** Opening Document passage block **

In order to find the cashs we were after we had to climb some steep hillsides, solve a riddle and break into an old abandoned house. When we went home I had added my name to three different lists and had in a way become part of the community. I then decided to set up my own account and download the Geocashing software for my Ipad and registered on the website, to be able to go searching on my own. Since then I have dragged lots of my friends trough the city of Marburg and out into the woods to share this experience.

One cash that I really enjoyed a lot was one I did in Hamburg in the palm house of the Planten un Blomen Park. This cash did not only involve finding one single box. It was a so called multicash where you go trough different stations and have to collect information to find the little box at the end of the cash. What was very stunning for me was how much fun I had reading through all the little information signs on the plants in order to piece together the coordinates for the final station of the cash. I knew that I felt a lot like doing a classical rally in school, where you go through a museum and fill out questionnaires, only I was highly motivated because I wanted to see my name on the list at the end of the quest.

Then I thought: Why not do this at school? I am going to become a history teacher and I really want to be out there in museums and old buildings and show them to my pupils, so I can use everything possible to make things interesting. One thing I found while doing the cash in the plant house was that a lot of the information I was searching for actually stuck with me.

** Closing Document passage block **

— Work request A —
Return the part of the geocaching account that opens with the words containing "In order to find" and closes with "share this experience.".
— Work request B —
Please resume the geocaching account from the point where it stops.
You won't need the items for this.

** Opening Record excerpts block **

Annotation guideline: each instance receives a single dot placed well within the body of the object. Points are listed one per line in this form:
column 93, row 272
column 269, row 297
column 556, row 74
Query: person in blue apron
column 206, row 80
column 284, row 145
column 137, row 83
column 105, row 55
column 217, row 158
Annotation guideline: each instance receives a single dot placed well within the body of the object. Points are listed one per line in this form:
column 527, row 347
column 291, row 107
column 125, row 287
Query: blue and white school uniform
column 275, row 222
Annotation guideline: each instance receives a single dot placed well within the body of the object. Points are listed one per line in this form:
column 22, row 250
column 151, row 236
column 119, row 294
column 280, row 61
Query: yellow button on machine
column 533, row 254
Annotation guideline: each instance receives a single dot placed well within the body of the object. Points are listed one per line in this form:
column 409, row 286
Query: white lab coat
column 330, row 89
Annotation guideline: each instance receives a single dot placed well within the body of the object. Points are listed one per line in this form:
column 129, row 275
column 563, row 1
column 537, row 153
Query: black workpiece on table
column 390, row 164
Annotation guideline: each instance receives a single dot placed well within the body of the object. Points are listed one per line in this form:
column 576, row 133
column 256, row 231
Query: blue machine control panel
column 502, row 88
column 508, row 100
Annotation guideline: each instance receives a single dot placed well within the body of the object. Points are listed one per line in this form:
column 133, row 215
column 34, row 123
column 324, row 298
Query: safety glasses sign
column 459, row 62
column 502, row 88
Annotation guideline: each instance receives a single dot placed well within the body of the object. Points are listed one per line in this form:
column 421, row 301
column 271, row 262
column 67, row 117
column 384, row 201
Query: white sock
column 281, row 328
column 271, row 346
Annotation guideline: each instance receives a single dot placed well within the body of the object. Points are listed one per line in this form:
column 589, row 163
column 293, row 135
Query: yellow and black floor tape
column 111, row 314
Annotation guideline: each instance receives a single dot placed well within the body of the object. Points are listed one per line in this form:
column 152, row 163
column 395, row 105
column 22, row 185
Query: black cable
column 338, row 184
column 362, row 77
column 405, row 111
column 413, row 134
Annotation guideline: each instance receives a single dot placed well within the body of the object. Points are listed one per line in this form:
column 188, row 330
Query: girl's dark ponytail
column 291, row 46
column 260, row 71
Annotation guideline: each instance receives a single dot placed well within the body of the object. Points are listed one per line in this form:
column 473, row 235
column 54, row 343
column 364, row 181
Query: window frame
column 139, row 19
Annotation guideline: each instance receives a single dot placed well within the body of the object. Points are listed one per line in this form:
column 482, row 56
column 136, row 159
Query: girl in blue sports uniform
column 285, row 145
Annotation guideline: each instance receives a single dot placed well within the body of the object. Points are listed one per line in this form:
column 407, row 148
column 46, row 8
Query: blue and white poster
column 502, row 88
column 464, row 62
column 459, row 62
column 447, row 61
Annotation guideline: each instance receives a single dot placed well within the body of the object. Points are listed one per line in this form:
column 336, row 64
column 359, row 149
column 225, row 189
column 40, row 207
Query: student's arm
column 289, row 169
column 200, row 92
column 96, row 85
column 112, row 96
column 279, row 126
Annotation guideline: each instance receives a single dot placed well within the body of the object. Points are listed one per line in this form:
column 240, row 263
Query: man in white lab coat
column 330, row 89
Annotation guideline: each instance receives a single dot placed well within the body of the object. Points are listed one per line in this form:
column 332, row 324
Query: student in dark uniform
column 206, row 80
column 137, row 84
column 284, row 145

** Closing Record excerpts block **

— Answer area A —
In order to find the cashs we were after we had to climb some steep hillsides, solve a riddle and break into an old abandoned house. When we went home I had added my name to three different lists and had in a way become part of the community. I then decided to set up my own account and download the Geocashing software for my Ipad and registered on the website, to be able to go searching on my own. Since then I have dragged lots of my friends trough the city of Marburg and out into the woods to share this experience.

— Answer area B —
Apparently I am not the first one to come up with the idea. The website www.gps-schule.de by the Medienzentrum Reutlingen also promotes Geocashing at school. They suggest that there are a lot of competences that are taught using this method:1. technical, as students learn how to handle the devices, 2. social, as the pupils solve or plan riddles together, 3. personal, as self reliance is needed in the process and 4. knowdledge in the given subject is transported, like geographical knowledge, or information about biology if the quest takes place in a museum.

The biggest problem is that Geocashing is a very time consuming endeavour. Either the teacher has to plan and lay out the cashes, which is a lot of work for up to 30 pupils or he has to check the cashes that are there for quality to ensure they are suitable for his / her lessons. A way which might solve this problem is doing the concepts for the cashs with groups of pupils so afterwards another group can solve the riddle.

All in all Geocashing is something that can be used at school by teachers that are willing to invest time and energy to make it work for their subject. Not only the planing phase but also the cashing itself take up a lot precious time. And last but not least it also requires the right equipment which not every school can provide.